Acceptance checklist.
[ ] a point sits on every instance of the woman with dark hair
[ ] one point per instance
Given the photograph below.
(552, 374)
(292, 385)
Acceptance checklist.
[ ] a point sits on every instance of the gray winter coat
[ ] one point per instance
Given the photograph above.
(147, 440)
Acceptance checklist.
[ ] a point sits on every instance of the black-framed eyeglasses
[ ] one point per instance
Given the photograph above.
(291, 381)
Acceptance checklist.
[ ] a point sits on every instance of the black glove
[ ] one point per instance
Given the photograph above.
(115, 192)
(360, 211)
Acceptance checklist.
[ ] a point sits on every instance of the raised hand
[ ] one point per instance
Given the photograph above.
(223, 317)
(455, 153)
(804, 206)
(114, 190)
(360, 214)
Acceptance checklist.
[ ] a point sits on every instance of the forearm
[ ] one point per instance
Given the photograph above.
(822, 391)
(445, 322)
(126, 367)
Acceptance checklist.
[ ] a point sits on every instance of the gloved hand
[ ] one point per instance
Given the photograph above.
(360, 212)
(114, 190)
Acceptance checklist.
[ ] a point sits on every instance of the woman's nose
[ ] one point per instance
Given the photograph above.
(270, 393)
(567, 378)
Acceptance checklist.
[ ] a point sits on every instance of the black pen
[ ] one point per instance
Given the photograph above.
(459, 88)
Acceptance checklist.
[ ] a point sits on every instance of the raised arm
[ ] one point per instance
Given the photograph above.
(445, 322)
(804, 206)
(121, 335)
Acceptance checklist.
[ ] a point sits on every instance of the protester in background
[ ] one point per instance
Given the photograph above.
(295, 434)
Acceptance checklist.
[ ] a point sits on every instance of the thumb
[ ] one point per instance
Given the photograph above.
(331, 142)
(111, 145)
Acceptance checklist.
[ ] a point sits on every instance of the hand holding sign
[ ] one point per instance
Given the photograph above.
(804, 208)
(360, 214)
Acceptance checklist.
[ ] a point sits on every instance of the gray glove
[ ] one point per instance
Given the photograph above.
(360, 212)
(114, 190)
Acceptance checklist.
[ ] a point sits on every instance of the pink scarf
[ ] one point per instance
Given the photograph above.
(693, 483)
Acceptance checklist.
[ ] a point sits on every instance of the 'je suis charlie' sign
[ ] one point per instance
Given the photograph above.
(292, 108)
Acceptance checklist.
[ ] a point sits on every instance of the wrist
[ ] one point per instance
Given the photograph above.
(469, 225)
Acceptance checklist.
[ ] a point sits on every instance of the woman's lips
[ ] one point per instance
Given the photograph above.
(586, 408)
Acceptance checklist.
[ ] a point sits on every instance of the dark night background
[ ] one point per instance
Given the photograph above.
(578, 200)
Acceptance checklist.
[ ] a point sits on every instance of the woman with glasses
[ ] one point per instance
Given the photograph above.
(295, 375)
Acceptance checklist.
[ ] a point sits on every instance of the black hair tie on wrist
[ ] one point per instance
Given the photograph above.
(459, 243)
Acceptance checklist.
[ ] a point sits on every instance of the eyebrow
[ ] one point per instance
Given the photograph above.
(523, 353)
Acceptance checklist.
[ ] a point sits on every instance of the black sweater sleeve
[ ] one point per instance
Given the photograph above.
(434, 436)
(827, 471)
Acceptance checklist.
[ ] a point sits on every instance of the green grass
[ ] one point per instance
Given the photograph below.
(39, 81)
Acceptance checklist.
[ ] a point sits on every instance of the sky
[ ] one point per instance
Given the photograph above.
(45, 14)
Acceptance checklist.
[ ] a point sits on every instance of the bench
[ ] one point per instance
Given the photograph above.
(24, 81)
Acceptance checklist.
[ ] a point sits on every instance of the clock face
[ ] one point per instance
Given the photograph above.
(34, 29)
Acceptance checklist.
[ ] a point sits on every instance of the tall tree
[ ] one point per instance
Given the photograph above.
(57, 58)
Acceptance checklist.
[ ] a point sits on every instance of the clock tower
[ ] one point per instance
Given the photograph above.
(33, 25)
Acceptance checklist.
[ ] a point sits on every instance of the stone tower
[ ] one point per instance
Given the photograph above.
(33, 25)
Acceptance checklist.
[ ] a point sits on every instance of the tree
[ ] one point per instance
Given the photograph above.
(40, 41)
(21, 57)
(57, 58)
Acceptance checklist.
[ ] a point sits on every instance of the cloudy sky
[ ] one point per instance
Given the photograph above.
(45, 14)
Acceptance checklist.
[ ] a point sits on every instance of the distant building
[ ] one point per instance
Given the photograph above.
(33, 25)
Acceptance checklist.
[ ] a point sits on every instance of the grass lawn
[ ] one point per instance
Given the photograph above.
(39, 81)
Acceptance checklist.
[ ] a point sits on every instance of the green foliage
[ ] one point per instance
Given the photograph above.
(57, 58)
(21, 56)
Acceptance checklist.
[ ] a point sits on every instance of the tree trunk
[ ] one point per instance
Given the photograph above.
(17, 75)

##########

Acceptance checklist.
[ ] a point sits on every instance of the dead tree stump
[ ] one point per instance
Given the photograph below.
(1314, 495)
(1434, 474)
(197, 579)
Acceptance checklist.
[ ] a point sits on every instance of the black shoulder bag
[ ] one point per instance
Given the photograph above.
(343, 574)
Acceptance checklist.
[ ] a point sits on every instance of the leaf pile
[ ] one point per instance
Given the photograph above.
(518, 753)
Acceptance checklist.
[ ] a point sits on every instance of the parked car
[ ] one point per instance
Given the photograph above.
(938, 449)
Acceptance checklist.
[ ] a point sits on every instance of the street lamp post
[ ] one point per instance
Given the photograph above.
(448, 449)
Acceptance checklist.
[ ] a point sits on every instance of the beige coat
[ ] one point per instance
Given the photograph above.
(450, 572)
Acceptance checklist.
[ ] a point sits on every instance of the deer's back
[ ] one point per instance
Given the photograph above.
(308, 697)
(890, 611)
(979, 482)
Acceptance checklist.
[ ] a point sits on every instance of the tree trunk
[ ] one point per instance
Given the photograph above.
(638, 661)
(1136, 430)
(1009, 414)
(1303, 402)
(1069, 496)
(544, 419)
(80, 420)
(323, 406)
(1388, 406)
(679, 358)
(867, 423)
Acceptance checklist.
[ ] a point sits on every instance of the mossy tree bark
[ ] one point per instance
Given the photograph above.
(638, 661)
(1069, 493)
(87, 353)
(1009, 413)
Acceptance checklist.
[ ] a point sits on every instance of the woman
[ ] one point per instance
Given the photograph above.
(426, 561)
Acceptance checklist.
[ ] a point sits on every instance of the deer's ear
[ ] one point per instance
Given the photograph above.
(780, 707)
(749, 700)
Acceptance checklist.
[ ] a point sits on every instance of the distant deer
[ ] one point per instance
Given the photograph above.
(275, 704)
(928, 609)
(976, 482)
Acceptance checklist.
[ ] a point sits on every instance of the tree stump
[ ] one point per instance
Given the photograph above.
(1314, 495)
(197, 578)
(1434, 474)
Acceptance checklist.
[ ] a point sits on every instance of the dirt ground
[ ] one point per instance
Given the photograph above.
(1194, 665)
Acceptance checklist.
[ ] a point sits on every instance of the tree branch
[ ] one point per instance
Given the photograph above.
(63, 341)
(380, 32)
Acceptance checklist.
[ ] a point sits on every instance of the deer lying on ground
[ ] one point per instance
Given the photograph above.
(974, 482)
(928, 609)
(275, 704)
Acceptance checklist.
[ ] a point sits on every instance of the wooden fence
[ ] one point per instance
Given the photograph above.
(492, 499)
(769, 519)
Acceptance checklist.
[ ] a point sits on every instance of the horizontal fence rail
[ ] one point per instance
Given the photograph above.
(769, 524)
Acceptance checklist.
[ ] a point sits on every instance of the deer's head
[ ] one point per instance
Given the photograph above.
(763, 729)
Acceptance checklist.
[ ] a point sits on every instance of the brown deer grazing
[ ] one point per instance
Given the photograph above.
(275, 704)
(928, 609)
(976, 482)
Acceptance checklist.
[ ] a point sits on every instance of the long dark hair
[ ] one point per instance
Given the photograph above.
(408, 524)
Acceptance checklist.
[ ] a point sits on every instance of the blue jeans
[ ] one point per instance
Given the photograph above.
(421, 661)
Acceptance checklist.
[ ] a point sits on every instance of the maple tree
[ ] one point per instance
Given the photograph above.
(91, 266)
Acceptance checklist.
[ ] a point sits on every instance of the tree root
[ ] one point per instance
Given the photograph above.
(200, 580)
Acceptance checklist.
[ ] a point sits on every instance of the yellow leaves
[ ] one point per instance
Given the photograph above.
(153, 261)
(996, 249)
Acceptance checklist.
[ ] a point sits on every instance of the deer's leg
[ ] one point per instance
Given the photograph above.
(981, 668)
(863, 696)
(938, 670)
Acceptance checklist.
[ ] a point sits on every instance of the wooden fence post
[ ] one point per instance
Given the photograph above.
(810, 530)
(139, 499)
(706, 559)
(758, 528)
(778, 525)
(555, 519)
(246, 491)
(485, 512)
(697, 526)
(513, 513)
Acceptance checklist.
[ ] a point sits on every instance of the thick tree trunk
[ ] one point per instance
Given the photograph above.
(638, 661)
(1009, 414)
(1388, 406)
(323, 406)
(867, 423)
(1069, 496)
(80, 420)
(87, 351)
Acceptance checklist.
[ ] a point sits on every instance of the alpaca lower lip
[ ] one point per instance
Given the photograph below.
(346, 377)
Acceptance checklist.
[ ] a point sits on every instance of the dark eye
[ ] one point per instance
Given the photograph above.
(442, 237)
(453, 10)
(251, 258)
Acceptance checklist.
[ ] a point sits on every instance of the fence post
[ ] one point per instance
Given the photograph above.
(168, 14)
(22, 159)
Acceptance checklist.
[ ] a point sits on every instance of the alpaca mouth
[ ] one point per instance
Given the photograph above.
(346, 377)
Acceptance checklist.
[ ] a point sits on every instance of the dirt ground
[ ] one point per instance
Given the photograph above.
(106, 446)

##########

The number of lines in the entries holding the word "sign" is what is needed. Supply that number only.

2